Tuesday 29 October 2013

Alternative Wikitravel: Basildon

Basildon is a town in Essex, England, where dreams go to die.  No sane person would holiday there and there is no discernible business one might be called to, so reasons for visiting are scant.

Understand

History
Basildon is a "New Town", built in 1948 to house overspill population from the capital.  It was created from four small, existing villages: the eponymous Basildon, Laindon, Pitsea and Vange; widely regarded as among the most unattractively named places in the UK.  These villages remain is sub-areas of Basildon Town.  The rigid and forced street layout and absence of any architecture dating before the bleak 1940s can be held largely responsible for the town's total lack of personality or charm.


Language
Although English is the native tongue and by far the most widely spoken in Basildon, visitors to the area can be forgiven for not understanding local residents.  One popular theory is that the cockney dialect spoken by the influx of people from the east end of London in the 1940s has been degraded over the intervening decades to form the distinctive Essex accent, which now sounds less like speech and more like the barking of an angry seal.


People
The Basildonians or "Basikes", as they are often known, are a proud people, despite having contributed very little to the field of human achievement.  Any local to achieve a modicum of fame, no matter how tawdry, is revered by the town, the only logical explanation for the continued career of Denise Van Outen.  Other former Basildon residents to recently come to fame include Kara Tointon, a former Eastenders actress and reality TV star, and Brian Belo, a former Big Brother contestant who achieved instant popularity in Essex after claiming - believably - to have never heard of William Shakespeare.  80s synth band Depeche Mode also hail from the town; every year a three day festival celebrating the band's music and predictably named "Bas Fest" is held in the Basildon.  As many as 100 people are believed to have attended last year's event, many from overseas, explaining the small annual influx of confused and extremely disappointed Italians wandering around the town centre.

Get In

By Train
The most common route into Basildon is by train via London Fenchurch Street, itself a harrowing experience.  Avoid travelling at rush hour as these rolling cattle carts are packed to capacity with the commuter crowd.  You wont get a seat unless you are willing to fight for one, potentially to the death.  Moving and breathing are also both rendered difficult at peak times.  Also avoid late evening trains, particularly on Fridays and weekends.  Finding a seat is easier, but you will have to pick your way through the discarded beer cans and unconscious young women littering the gangway, and the slurring, off duty insurance broker who'll inevitably sit next to you is liable to drop his kebab in your lap.  Journey time from Fenchurch Street approximately 40 minutes, from West Ham 30 minutes, from Barking 25 minutes.

DATA SECTION ▸
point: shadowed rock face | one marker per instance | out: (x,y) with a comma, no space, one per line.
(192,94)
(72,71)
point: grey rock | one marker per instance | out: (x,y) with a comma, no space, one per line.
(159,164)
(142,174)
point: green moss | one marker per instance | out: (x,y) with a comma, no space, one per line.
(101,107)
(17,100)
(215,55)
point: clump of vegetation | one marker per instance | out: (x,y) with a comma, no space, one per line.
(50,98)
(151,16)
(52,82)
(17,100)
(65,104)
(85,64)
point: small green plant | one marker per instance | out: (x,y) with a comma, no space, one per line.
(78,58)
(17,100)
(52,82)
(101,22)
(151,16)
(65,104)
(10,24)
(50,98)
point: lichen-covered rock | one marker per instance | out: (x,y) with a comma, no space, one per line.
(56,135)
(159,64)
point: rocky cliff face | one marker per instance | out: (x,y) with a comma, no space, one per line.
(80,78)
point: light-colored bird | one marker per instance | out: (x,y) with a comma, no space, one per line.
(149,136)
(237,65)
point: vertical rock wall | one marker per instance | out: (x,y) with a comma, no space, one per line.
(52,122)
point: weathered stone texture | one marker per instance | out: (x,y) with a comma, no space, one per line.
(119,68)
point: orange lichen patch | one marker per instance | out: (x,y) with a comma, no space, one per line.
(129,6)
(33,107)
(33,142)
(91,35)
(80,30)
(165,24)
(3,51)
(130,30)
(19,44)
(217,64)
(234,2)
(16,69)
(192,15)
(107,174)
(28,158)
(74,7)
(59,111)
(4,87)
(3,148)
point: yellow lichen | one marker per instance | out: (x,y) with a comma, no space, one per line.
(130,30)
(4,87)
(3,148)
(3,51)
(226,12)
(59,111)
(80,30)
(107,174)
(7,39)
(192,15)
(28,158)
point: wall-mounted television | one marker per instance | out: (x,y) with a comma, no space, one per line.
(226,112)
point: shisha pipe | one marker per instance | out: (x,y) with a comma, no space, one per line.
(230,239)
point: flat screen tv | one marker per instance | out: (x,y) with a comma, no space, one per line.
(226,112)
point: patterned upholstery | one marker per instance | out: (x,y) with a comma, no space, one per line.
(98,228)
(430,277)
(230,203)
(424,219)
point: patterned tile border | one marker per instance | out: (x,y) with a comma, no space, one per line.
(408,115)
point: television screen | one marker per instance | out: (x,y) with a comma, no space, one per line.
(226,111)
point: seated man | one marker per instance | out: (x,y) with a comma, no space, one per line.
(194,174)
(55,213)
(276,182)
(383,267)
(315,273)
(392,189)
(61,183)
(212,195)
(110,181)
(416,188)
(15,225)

PROMPT 1 ▸
According to the Basildon guide, in what year was Basildon built as a New Town?
PROMPT 2 ▸
Reproduce the passage of the Basildon guide from "Tuesday 29 October" up to and including "personality or charm.".

FINAL ANSWER 1 ▸
1948

FINAL ANSWER 2 ▸
Tuesday 29 October 2013

Alternative Wikitravel: Basildon

Basildon is a town in Essex, England, where dreams go to die.  No sane person would holiday there and there is no discernible business one might be called to, so reasons for visiting are scant.

Understand

History
Basildon is a "New Town", built in 1948 to house overspill population from the capital.  It was created from four small, existing villages: the eponymous Basildon, Laindon, Pitsea and Vange; widely regarded as among the most unattractively named places in the UK.  These villages remain is sub-areas of Basildon Town.  The rigid and forced street layout and absence of any architecture dating before the bleak 1940s can be held largely responsible for the town's total lack of personality or charm.